Records
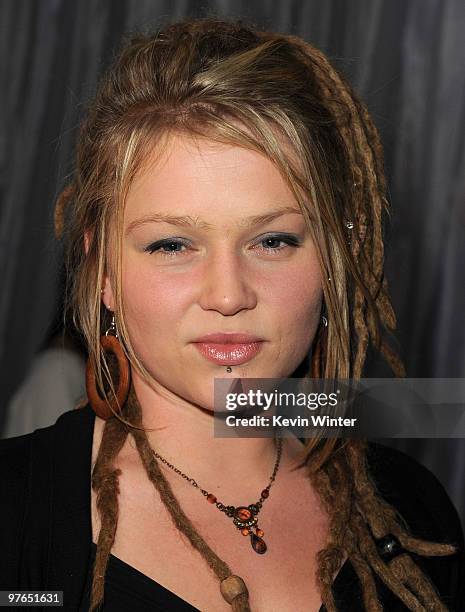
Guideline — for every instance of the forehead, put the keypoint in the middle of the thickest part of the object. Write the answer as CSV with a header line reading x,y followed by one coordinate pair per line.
x,y
206,179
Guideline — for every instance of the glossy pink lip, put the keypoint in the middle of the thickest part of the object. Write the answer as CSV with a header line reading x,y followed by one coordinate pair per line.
x,y
229,353
229,338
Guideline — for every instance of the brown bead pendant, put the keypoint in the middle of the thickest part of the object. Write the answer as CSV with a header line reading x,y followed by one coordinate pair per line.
x,y
258,544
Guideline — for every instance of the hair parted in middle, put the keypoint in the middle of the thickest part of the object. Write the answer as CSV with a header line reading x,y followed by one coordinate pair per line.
x,y
280,96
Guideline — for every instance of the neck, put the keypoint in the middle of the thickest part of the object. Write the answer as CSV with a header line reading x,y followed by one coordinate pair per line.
x,y
183,434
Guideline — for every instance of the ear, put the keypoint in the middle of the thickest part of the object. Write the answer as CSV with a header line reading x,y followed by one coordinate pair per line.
x,y
107,291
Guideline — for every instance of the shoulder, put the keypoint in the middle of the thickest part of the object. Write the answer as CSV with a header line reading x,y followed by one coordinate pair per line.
x,y
415,491
423,503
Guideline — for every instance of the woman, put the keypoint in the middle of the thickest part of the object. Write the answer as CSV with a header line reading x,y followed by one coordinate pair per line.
x,y
228,182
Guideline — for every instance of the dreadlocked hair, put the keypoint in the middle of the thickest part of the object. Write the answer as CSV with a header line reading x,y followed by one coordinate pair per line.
x,y
268,92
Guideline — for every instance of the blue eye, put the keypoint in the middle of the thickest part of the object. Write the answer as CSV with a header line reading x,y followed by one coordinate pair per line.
x,y
168,247
170,244
288,239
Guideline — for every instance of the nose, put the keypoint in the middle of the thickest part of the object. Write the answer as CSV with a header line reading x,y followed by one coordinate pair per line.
x,y
226,285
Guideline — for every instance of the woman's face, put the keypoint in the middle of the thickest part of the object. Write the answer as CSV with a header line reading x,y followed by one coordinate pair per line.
x,y
214,242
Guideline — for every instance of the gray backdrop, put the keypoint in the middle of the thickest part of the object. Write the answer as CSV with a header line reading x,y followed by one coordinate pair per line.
x,y
405,57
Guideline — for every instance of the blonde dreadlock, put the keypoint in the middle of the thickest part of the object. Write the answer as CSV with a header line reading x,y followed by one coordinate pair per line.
x,y
197,76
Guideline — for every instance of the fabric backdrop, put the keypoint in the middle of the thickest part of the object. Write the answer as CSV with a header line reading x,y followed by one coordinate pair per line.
x,y
405,58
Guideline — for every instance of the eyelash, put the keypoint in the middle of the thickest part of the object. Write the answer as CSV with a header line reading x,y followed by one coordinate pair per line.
x,y
156,247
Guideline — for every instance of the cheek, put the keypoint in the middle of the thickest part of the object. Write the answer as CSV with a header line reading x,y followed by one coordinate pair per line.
x,y
295,304
153,303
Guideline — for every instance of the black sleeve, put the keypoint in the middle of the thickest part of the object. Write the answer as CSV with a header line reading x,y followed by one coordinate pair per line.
x,y
426,507
14,475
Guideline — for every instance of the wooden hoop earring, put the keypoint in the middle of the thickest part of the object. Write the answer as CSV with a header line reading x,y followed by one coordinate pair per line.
x,y
103,409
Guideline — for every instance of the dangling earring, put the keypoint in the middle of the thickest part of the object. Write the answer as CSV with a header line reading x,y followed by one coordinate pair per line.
x,y
319,351
109,343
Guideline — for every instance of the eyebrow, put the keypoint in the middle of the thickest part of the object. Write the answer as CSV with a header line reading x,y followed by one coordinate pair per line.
x,y
188,221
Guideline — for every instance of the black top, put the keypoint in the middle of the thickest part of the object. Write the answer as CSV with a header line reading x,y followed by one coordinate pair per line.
x,y
46,533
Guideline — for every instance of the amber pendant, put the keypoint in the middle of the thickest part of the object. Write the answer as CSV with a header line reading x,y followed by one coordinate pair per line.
x,y
245,519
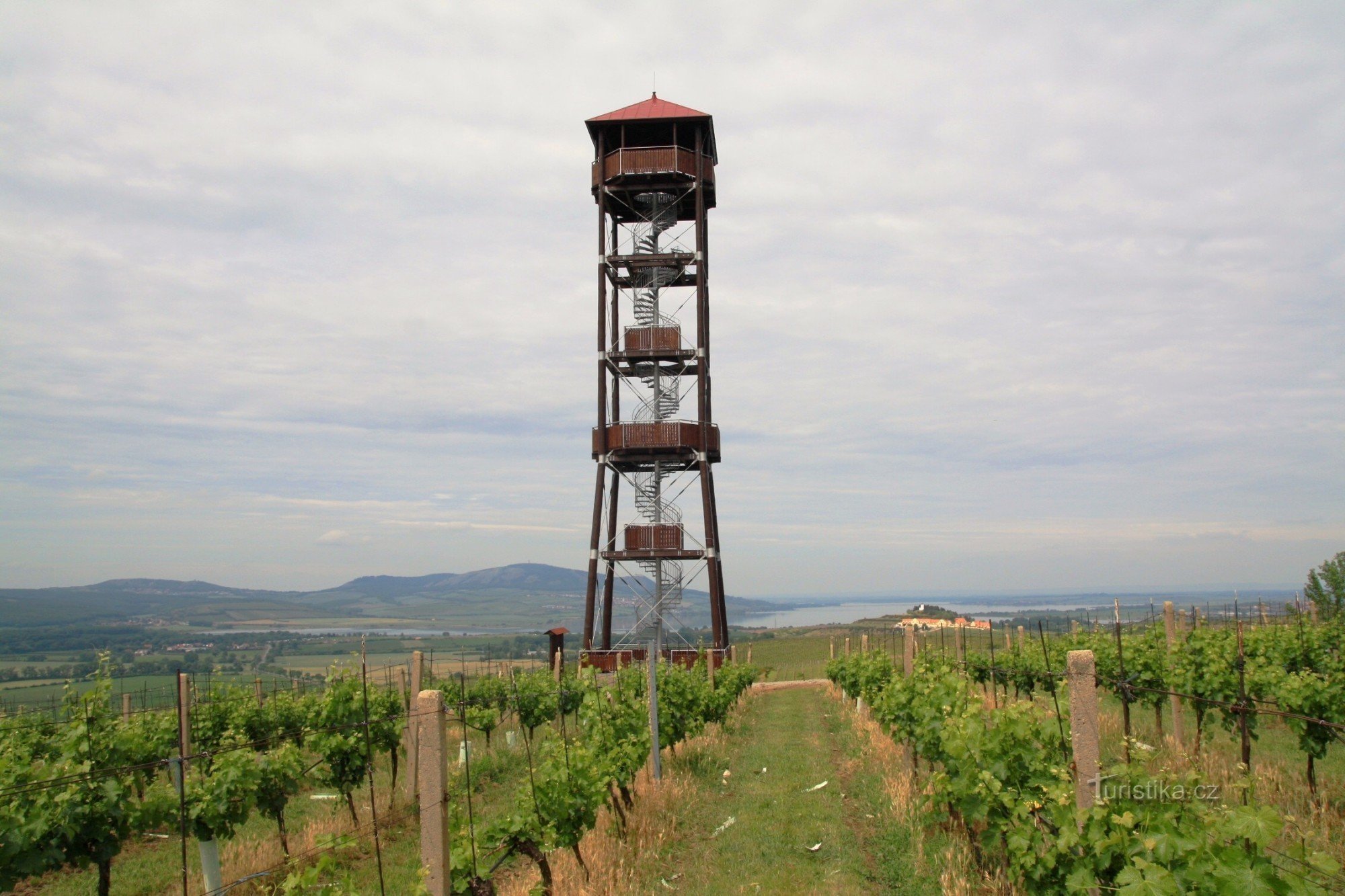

* **TO BE DONE**
Which lines in the items above contain the string "hoop", matching case exactly? Show each of those lines in full.

* **ANSWER FOR THIS EXERCISE**
Guideline — for every instance of the wooden hoop earring, put the keypoint in the middle of the thickest part of the object. Write the answer as CSV with a header line reading x,y followed by one coordinate pair per line.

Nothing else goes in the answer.